DOCUMENT SECTION ->

On 3/27/26 22:55, Greg KH wrote:
> On Fri, Mar 27, 2026 at 02:50:42PM +0000, Qualys Security Advisory wrote:
>> Hi Greg, John, all,
>>
>> On Fri, Mar 27, 2026 at 07:23:24AM +0100, Greg KH wrote:
>>> On Thu, Mar 26, 2026 at 06:36:17PM +0000, Qualys Security Advisory wrote:
>>>> Since two weeks have passed now (since the fixes were released), would
>>>> it be possible to please assign CVEs to the remaining seven AppArmor
>>>> vulnerabilities:
>>> We were told that these all required elevated privileges to hit, and so
>>> were not classified as individual vulnerabilities.  If the Apparmor
>>> maintainer tells us that these really all should be assigned a CVE, we
>>> will be glad to do so, but until then, we're just going to stick with
>>> the ones that we have assigned already.
>>
>> Thank you very much for your reply! Adding John Johansen then
>> (AppArmor's maintainer), since he will have the authoritative answer.
>>
>> The problem is that containers can be allowed to manage their own
>> AppArmor profiles (via AppArmor namespaces), in which case an attacker
>> inside such a container can directly write to AppArmor's .load, .replace
>> and .remove files and trigger all these vulnerabilities, even without
>> CVE-2026-23268 (the confused-deputy vulnerability).

INFORMATION PROVIDED ->
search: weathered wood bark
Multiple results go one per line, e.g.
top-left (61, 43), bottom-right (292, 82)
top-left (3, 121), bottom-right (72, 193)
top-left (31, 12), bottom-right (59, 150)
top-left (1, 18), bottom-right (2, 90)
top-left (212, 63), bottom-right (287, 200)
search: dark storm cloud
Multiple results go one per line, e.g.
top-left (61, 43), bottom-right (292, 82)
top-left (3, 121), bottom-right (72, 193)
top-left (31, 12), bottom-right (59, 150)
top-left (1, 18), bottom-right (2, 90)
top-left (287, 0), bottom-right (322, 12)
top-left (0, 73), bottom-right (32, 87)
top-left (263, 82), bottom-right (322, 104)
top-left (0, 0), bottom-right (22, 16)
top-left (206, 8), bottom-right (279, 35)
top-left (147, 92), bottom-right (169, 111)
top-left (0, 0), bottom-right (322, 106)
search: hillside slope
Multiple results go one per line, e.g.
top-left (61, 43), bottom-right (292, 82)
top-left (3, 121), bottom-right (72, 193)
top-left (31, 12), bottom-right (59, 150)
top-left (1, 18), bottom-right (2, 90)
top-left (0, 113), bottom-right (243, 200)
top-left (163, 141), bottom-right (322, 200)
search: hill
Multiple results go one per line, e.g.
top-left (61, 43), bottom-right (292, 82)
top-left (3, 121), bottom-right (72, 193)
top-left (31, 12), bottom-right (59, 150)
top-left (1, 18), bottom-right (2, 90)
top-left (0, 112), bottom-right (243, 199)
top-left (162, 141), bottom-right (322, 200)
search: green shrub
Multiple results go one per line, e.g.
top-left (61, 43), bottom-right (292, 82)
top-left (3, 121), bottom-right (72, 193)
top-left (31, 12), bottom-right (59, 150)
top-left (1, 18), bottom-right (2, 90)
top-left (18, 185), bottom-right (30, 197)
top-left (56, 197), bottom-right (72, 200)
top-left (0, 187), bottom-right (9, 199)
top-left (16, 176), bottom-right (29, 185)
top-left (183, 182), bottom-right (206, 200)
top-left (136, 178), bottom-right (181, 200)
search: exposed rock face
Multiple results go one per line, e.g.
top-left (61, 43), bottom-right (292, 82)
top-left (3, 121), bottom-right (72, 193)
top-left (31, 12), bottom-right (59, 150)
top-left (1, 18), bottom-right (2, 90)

TASK INSTRUCTIONS ->
Copy the portion of the AppArmor mailing-list message starting at "On 3/27/26 22:55, Greg" and ending at "have assigned already.".

SOLUTION BELOW ->
On 3/27/26 22:55, Greg KH wrote:
> On Fri, Mar 27, 2026 at 02:50:42PM +0000, Qualys Security Advisory wrote:
>> Hi Greg, John, all,
>>
>> On Fri, Mar 27, 2026 at 07:23:24AM +0100, Greg KH wrote:
>>> On Thu, Mar 26, 2026 at 06:36:17PM +0000, Qualys Security Advisory wrote:
>>>> Since two weeks have passed now (since the fixes were released), would
>>>> it be possible to please assign CVEs to the remaining seven AppArmor
>>>> vulnerabilities:
>>> We were told that these all required elevated privileges to hit, and so
>>> were not classified as individual vulnerabilities.  If the Apparmor
>>> maintainer tells us that these really all should be assigned a CVE, we
>>> will be glad to do so, but until then, we're just going to stick with
>>> the ones that we have assigned already.